*SELECTED EXTRACT*
>>>

Amid high pressure from International Monetary Fund (IMF) to reduce bad loans to a minimal level, non-performing loans (NPLs) in the country’s banking sector hit Tk 1,20,656 crore at the end of December last year.
According to industry insiders and experts, this has happened mainly due to the partial withdrawal of the relaxed loan repayment facilities.
Bad loans rose by Tk 17,383 crore in the past year as the NPLs were at Tk 1,03,273.78 crore at the end of December 2021, as per the latest data of Bangladesh Bank (BB).
Industry insiders said that borrowers enjoyed easy loan repayment facilities in 2020 and 2021 due to the Covid-19 pandemic but since those facilities have lifted, this has impacted the bad loans.
They said that some borrowers are now facing difficulties to repay the loans due to the ongoing stress on the economy. There are also some borrowers who are not repaying the loans willingly.
A senior BB official told The Business Post that borrowers were allowed to avoid being classified as a defaulter if they did not clear their payable instalments in 2020 and 2021 due to the pandemic.

<<<

*YOUR INSTRUCTIONS*
Extend the report on non-performing loans in Bangladesh's banking sector, picking up after its last sentence.

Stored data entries
>>>

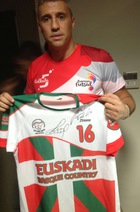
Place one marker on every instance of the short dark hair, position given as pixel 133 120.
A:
pixel 40 2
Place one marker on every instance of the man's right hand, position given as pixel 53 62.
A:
pixel 6 100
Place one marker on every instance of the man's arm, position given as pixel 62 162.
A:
pixel 119 105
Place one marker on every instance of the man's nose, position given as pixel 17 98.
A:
pixel 55 24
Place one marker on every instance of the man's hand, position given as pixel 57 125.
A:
pixel 115 109
pixel 6 101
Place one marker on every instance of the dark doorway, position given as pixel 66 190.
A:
pixel 9 43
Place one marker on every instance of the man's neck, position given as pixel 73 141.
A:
pixel 59 54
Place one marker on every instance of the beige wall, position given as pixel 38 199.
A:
pixel 115 26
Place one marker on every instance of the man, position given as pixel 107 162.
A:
pixel 56 22
pixel 69 67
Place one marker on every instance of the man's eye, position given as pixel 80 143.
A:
pixel 61 17
pixel 45 19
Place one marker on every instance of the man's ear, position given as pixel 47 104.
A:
pixel 73 22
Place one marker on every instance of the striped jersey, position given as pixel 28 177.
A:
pixel 65 151
pixel 87 70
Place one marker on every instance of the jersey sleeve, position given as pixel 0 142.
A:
pixel 114 138
pixel 29 85
pixel 112 80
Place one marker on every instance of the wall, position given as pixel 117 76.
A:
pixel 25 17
pixel 114 26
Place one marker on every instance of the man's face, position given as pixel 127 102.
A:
pixel 56 23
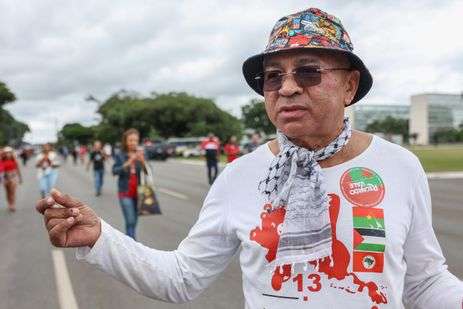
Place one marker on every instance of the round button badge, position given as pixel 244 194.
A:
pixel 362 187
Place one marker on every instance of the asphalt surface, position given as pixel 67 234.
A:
pixel 26 264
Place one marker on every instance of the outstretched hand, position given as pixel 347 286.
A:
pixel 69 222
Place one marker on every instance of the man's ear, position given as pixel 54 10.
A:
pixel 352 83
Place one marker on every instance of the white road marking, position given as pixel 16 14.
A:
pixel 173 193
pixel 445 175
pixel 66 297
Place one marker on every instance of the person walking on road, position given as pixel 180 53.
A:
pixel 232 149
pixel 254 143
pixel 128 165
pixel 47 164
pixel 11 175
pixel 323 216
pixel 97 159
pixel 211 148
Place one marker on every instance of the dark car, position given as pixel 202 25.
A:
pixel 158 151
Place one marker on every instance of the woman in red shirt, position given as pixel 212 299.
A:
pixel 232 149
pixel 128 165
pixel 12 176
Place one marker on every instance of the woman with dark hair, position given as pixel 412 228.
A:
pixel 12 176
pixel 47 169
pixel 128 165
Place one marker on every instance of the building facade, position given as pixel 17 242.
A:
pixel 431 112
pixel 361 115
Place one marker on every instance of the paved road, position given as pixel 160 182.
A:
pixel 26 264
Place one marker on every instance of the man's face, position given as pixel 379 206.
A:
pixel 314 111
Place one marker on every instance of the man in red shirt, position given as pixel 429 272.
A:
pixel 232 149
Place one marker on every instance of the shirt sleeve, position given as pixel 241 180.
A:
pixel 173 276
pixel 428 283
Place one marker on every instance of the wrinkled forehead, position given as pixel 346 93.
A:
pixel 296 58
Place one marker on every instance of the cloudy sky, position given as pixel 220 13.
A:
pixel 54 53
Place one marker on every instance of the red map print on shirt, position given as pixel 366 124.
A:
pixel 268 237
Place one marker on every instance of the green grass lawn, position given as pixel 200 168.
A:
pixel 440 159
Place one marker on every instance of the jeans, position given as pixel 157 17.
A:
pixel 47 182
pixel 99 175
pixel 212 170
pixel 129 210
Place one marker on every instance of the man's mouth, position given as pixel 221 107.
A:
pixel 292 111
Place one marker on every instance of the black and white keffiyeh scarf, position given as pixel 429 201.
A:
pixel 295 182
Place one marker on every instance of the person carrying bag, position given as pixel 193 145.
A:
pixel 148 203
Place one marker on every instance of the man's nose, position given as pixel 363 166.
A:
pixel 289 86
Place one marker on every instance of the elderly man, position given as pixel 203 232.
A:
pixel 326 217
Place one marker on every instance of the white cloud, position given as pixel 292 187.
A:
pixel 55 53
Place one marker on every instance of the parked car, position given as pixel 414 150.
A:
pixel 159 151
pixel 186 146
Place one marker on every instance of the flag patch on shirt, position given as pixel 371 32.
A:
pixel 369 239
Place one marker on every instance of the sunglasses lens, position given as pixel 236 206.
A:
pixel 307 76
pixel 272 80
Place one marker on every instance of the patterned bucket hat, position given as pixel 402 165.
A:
pixel 309 29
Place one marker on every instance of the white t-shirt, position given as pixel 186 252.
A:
pixel 384 247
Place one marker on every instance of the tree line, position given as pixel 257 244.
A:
pixel 12 131
pixel 160 116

<<<

*EXERCISE RESULT*
As a result, the defaulted loans did not rise drastically but the easy loan repayment facility has ended now. However, borrowers enjoyed partial loan repayment facilities last year.
NPLs accounted for 8.16 per cent of the total disbursed loans, which was at Tk 14,77,788.76 crore at the end of December last year.
NPLs decreased by Tk 13,739.56 crore in the December quarter compared with the September quarter of last year.
NPLs in the banking sector were historically high at Tk 1,34,396 crore at the end of September last year.
No actual recovery
“There are a handful of banks that are now recovering some through loan rescheduling. But apart from that, there is no actual recovery from the borrowers now,” said Jamuna Bank Managing Director (MD) and CEO Mirza Elias Uddin Ahmed.
He said that the bad loans slightly fell in the December quarter compared to the September quarter due to the growing number of loans rescheduled by lenders.
A large number of banks rescheduled their bad loans at the yearend period aiming to clean their balance sheet, he added.
The senior banker also said that the upcoming days are hugely uncertain as the economy is facing several difficulties due to the Russia-Ukraine war. Businessmen are also struggling because of the US dollar crisis.
Of the total NPLs in the banking sector, state-run banks’ bad loans stood at Tk 56,460 crore or 20.28 per cent of the loans they disbursed, and private commercial banks are at Tk 56,438.66 crore or 5.13 per cent of the loans they disbursed.
Foreign banks’ NPLs stood at Tk 3,048 crore or 4.91 per cent of their disbursed loans and specialised banks’ stood at Tk 4,709 crore or 12.80 per cent of the loans they disbursed.
Provision shortfalls in banks
At the end of December 2022, the country’s banks faced Tk 11,009.29 crore as provision shortfall due to their growing bad loans, according to BB data.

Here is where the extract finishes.